Leaving out all pictures, write out word for word the lines from the one containing "Need: one point per instance of the clear" to the end of the data below.

Provided records Block Start

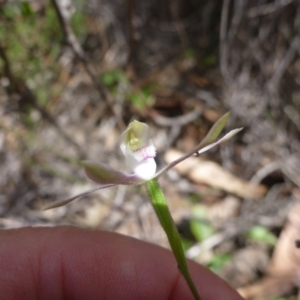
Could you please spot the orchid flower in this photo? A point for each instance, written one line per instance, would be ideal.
(139, 153)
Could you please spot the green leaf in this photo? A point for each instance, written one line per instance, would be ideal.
(262, 234)
(218, 261)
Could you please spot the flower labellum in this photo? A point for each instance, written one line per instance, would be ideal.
(139, 153)
(138, 150)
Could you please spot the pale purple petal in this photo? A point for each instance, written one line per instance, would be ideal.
(67, 201)
(104, 174)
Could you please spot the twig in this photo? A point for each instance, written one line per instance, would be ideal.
(64, 15)
(178, 121)
(267, 8)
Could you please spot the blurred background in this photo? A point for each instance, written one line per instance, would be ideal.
(74, 73)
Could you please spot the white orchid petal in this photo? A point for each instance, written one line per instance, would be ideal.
(146, 169)
(139, 152)
(67, 201)
(104, 174)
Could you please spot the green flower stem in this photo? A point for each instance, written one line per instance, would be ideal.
(160, 206)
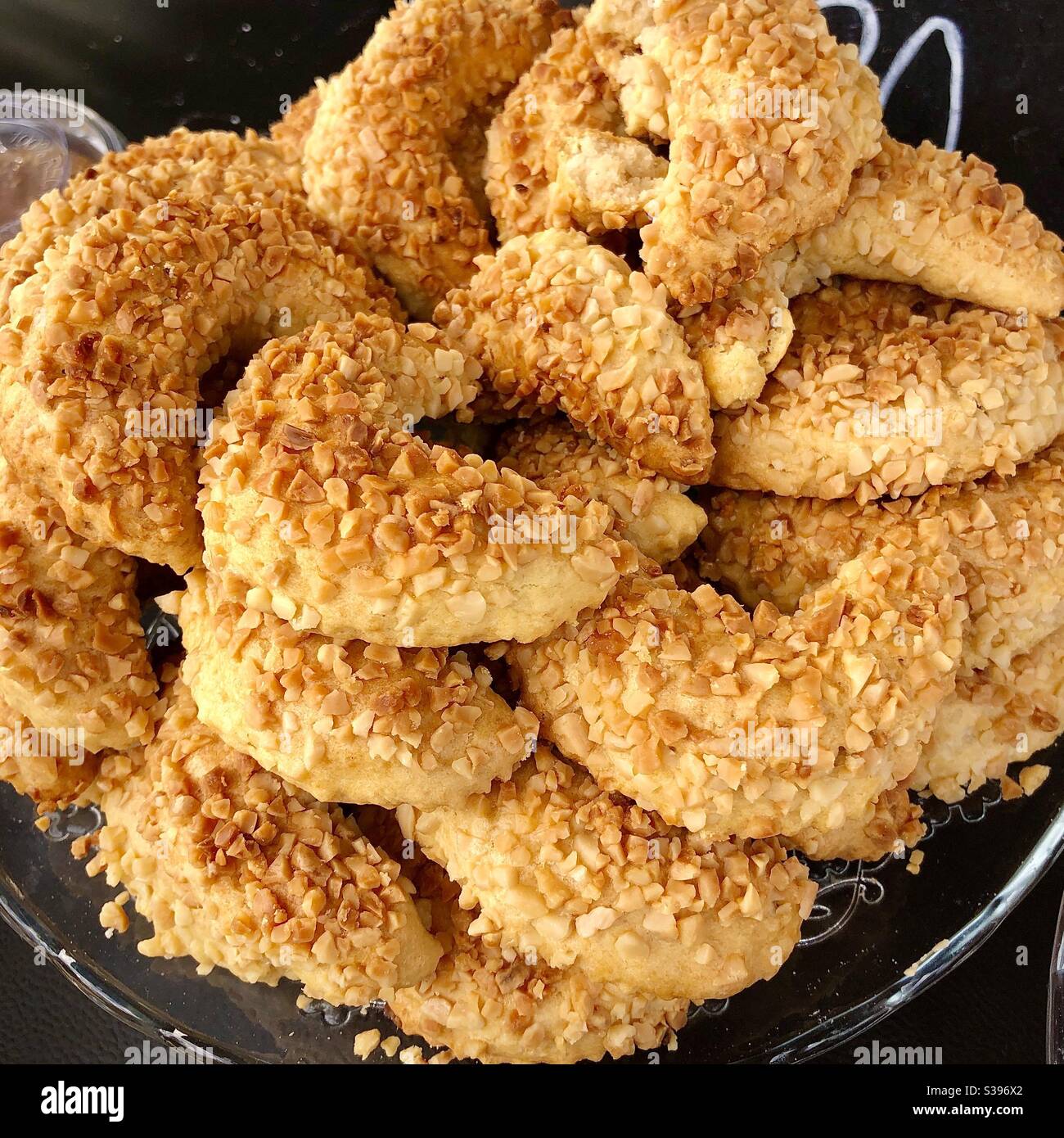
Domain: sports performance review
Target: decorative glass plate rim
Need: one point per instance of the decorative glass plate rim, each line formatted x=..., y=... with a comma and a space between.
x=117, y=1000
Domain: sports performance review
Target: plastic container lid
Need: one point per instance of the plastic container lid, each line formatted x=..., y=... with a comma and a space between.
x=38, y=154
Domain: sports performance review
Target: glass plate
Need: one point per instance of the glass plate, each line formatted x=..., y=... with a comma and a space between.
x=877, y=937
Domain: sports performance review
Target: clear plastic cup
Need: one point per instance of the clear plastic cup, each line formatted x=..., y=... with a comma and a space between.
x=41, y=148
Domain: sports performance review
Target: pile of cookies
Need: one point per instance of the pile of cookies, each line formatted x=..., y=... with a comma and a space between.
x=733, y=525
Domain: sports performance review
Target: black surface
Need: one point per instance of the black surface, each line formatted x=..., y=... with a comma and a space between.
x=229, y=63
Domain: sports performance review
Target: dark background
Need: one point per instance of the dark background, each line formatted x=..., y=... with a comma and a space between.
x=148, y=65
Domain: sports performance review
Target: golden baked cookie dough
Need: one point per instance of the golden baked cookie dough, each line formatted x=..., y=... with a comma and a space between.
x=561, y=869
x=239, y=869
x=346, y=721
x=334, y=516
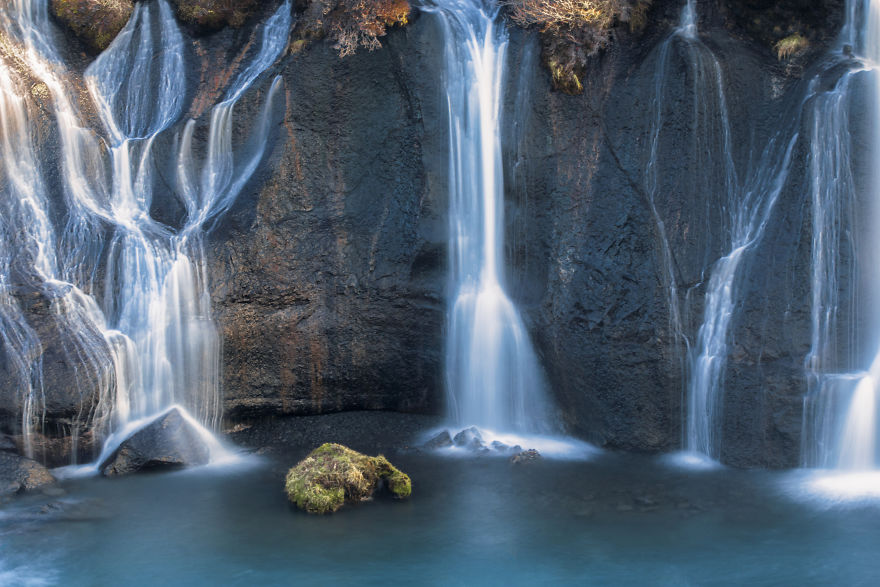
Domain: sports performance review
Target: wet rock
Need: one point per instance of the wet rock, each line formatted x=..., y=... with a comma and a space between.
x=169, y=442
x=526, y=457
x=441, y=440
x=95, y=22
x=7, y=444
x=19, y=474
x=467, y=436
x=333, y=474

Provided records Block End

Answer to this task:
Need: one point per instance of the clear plastic cup, each line formatted x=..., y=... with a comma and a space between.
x=41, y=148
Domain: sports performance review
Target: pile of cookies
Need: one point per instance of the pile of cookies, each line formatted x=..., y=... with a comma and a space between.
x=733, y=525
Domain: sports performance review
Target: black surface
Need: one point per instance of the black surface, each line formatted x=..., y=... with a comma and a space between.
x=229, y=63
Domain: sports performance review
Target: dark background
Need: one point per instance of the dark background, each line formatted x=..., y=... with a comma and a space between.
x=148, y=65
Domain: sports performance review
Target: golden baked cookie dough
Need: one point per instance of the golden baked cookie dough, each line formatted x=..., y=... with a comma and a space between.
x=561, y=869
x=239, y=869
x=346, y=721
x=334, y=516
Domain: sports performance review
Target: wet rock
Need: one point per instance of the wet rock, each line formatted x=..., y=... with a comma and a space between.
x=169, y=442
x=526, y=457
x=441, y=440
x=95, y=22
x=7, y=444
x=19, y=474
x=467, y=436
x=333, y=474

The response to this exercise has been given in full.